EXERCISE REQUIREMENTS - Taking the line with "In this photo, each instance of the man in black" as the start, reproduce every line until the records end, exactly and with nothing added.

RECORDS TO PROCESS -
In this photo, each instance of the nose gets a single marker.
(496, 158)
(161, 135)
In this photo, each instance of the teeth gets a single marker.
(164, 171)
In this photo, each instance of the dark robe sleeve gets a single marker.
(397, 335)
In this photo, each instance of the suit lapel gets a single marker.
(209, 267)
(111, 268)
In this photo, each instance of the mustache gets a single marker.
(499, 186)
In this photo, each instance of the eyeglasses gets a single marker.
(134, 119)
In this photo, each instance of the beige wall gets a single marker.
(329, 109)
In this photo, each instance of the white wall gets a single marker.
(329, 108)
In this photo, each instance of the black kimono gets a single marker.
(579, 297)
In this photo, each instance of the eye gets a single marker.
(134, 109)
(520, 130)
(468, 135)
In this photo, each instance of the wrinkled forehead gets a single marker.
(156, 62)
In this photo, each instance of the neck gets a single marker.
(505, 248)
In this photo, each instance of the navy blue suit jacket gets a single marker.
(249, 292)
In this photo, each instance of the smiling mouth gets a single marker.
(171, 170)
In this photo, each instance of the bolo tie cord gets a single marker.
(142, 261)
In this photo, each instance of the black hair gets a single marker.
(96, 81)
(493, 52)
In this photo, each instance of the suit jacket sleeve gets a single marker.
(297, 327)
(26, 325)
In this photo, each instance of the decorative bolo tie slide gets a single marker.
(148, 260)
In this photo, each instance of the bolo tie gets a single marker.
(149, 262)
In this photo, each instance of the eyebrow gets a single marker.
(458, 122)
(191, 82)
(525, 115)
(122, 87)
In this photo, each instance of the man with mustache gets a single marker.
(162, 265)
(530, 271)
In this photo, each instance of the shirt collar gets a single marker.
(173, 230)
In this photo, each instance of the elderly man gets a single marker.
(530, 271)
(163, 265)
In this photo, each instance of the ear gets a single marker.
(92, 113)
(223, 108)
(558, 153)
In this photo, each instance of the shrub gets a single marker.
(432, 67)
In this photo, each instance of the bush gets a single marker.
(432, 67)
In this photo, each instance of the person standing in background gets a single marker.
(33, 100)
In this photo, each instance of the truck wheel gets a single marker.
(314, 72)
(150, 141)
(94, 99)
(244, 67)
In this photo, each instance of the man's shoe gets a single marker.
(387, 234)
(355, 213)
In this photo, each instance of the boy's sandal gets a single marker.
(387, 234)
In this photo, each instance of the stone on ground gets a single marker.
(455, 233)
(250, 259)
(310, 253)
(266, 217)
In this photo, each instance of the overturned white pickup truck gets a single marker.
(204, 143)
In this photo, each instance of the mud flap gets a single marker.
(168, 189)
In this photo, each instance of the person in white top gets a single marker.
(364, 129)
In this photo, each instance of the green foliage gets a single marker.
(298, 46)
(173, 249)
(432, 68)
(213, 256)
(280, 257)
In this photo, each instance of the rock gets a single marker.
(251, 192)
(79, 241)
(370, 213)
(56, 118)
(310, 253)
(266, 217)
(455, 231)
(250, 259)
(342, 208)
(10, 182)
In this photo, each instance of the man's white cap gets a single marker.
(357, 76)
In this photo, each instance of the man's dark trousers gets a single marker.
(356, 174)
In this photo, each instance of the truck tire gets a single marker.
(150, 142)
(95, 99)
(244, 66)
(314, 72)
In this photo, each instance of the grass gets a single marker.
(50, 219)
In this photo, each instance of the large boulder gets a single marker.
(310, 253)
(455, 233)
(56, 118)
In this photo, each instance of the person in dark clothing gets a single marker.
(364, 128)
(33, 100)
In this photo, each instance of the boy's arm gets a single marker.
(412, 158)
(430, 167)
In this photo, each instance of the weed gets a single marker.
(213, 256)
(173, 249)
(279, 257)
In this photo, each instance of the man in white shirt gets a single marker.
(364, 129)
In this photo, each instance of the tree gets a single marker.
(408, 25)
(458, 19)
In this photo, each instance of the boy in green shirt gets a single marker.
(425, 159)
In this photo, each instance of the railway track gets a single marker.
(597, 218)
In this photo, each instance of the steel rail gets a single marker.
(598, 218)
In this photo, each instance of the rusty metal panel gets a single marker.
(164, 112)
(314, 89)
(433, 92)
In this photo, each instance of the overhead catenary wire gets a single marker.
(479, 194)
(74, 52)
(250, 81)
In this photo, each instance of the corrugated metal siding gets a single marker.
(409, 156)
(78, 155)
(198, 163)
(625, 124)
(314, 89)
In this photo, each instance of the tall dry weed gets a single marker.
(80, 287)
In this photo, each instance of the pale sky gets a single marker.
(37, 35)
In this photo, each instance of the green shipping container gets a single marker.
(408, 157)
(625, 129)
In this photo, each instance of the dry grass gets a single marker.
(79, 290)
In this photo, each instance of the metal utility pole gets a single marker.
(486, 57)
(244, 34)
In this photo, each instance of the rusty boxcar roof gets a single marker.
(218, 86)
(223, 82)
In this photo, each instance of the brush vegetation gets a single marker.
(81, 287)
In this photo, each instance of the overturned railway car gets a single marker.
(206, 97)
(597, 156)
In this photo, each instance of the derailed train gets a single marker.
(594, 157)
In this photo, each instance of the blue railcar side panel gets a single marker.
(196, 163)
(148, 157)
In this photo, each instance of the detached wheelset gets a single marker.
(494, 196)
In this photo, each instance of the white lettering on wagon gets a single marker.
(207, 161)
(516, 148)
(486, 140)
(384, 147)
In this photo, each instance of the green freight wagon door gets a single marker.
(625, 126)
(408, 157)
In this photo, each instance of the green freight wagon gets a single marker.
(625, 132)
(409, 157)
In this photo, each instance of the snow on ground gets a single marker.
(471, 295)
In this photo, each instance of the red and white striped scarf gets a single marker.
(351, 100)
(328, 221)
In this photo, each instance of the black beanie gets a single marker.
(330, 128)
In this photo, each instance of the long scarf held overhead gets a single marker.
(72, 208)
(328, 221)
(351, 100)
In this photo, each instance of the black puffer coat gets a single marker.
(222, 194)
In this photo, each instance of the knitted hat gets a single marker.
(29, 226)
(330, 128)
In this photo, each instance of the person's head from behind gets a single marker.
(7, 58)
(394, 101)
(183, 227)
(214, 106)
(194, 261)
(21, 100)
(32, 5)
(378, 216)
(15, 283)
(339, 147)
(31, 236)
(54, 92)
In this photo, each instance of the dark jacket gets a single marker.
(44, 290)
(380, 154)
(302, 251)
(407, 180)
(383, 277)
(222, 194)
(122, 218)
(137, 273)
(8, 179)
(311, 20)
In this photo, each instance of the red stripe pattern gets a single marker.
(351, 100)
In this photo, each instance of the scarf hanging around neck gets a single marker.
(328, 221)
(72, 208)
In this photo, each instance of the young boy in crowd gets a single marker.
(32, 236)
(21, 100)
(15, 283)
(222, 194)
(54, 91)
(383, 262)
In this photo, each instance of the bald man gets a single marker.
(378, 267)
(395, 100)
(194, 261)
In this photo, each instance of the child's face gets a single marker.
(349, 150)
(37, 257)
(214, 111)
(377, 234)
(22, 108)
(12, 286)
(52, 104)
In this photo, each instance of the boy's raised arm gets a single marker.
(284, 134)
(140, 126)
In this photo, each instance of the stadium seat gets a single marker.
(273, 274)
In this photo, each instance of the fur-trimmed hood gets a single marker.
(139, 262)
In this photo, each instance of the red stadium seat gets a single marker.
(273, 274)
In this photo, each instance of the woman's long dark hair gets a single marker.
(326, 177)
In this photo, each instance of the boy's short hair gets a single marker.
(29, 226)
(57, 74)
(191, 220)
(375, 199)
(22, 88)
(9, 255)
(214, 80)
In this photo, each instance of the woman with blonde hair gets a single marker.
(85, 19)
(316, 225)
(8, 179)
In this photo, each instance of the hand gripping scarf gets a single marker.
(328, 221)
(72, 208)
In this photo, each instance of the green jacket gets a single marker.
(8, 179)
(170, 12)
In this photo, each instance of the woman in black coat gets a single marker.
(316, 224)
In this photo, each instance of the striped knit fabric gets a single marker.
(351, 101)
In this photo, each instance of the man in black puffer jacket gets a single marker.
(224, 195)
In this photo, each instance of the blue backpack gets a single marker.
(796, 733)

ANSWER FOR THE TASK -
In this photo, each instance of the man in black puffer jacket gets a single marker.
(224, 195)
In this photo, each instance of the blue backpack gets a single marker.
(796, 733)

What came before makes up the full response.